→ SELECTED TEXT
────────

Job Specific Logs for Infoworks DataFoundry on v2.x,v3.x(GCP,HDI,CDH,AZURE,EMR)
Ingestion
How to collect and analyze the Ingestion Job logs in Infoworks DataFoundry v2.x,v3.x (GCP,HDI,CDH,AZURE,EMR)
Ingestion job in Infoworks DataFoundry versions v2.x,v3.x (Azure, HDI, CDH, GCP, EMR) submits a map-reduce job in the customer’s Hadoop cluster to extract the data from the Source System and to ingest it into the hive.
If the ingestion job fails, collect the below logs.
Click on the Download logs option to collect the Ingestion job logs.
Unzip the downloaded zip file and look out for any errors in the .out and .log files. Open the Infoworks Job log and look out for any related ERRORs in the .log and .out file. You can search for the keyword “ERROR” in the log and try to understand the stack trace. Analyze some 10 lines before the ERROR message to understand the flow of the job.
You can also check the source configuration details from the job_object.json file, present in the same zip directory.
If you do not see any ERRORs in the .out file and the .log file then click on the MR Jobs tab in the UI and see if the Map-Reduce job that is submitted has failed.
If you see the Status as shown below under the MR Jobs tab and if it doesn’t show 100% completion for Mapper or the Reduce phase then the map-reduce job might have failed.
You can get the corresponding map-reduce application job log id from the MR Jobs section (1603205573328_0076) or if you open the ingestion job<id>.log file and look out for the below message in the log.

────────

[Saved entries]

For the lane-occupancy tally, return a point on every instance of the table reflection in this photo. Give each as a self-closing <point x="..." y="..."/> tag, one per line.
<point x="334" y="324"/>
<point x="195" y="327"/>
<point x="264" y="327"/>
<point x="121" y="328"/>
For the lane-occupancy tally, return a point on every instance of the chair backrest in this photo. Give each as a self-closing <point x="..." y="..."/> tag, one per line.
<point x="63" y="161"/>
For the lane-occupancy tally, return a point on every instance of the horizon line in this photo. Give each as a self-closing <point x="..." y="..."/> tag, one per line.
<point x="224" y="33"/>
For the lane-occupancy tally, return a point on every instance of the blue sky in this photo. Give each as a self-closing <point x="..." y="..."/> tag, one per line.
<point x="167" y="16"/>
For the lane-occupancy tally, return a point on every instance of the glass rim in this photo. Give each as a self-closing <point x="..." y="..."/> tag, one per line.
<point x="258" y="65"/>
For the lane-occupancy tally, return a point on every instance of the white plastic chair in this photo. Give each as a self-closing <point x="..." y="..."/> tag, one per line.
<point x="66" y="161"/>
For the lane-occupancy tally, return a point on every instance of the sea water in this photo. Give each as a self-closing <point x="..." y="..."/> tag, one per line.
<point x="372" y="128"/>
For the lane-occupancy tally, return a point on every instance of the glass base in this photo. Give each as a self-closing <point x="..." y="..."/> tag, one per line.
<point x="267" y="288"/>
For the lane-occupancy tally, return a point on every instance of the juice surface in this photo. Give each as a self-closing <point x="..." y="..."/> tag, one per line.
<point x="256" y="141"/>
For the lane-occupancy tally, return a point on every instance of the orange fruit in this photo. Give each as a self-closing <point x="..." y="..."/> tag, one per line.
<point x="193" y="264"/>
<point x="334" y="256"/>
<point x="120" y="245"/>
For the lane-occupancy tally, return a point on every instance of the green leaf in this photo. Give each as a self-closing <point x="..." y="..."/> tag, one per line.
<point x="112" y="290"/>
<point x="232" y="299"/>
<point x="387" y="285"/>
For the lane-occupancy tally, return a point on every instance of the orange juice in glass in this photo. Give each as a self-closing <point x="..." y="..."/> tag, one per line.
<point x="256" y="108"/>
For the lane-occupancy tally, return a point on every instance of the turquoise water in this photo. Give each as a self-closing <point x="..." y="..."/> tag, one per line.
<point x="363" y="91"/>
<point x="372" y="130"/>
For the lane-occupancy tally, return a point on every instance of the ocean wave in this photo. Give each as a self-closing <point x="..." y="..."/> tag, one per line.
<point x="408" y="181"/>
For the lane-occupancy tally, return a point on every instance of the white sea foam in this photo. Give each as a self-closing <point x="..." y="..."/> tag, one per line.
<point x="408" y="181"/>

────────

→ TASKS TO COMPLETE
- 1) List the platforms that the Infoworks log page names in parentheses next to the versions v2.x and v3.x.
- 2) Reproduce the Infoworks log page from "Job Specific Logs" to "Ingestion job logs.".
- 3) Answer these questions from the Infoworks log page:
(a) What kind of job does the ingestion job submit in the customer's Hadoop cluster?
(b) Which file holds the source configuration details?
(c) About how many lines before the ERROR message should be analyzed?

→ SOLVED TASKS
- 1) GCP, HDI, CDH, Azure, EMR

- 2)
Job Specific Logs for Infoworks DataFoundry on v2.x,v3.x(GCP,HDI,CDH,AZURE,EMR)
Ingestion
How to collect and analyze the Ingestion Job logs in Infoworks DataFoundry v2.x,v3.x (GCP,HDI,CDH,AZURE,EMR)
Ingestion job in Infoworks DataFoundry versions v2.x,v3.x (Azure, HDI, CDH, GCP, EMR) submits a map-reduce job in the customer’s Hadoop cluster to extract the data from the Source System and to ingest it into the hive.
If the ingestion job fails, collect the below logs.
Click on the Download logs option to collect the Ingestion job logs.

- 3)
(a) A map-reduce job
(b) job_object.json
(c) About 10 lines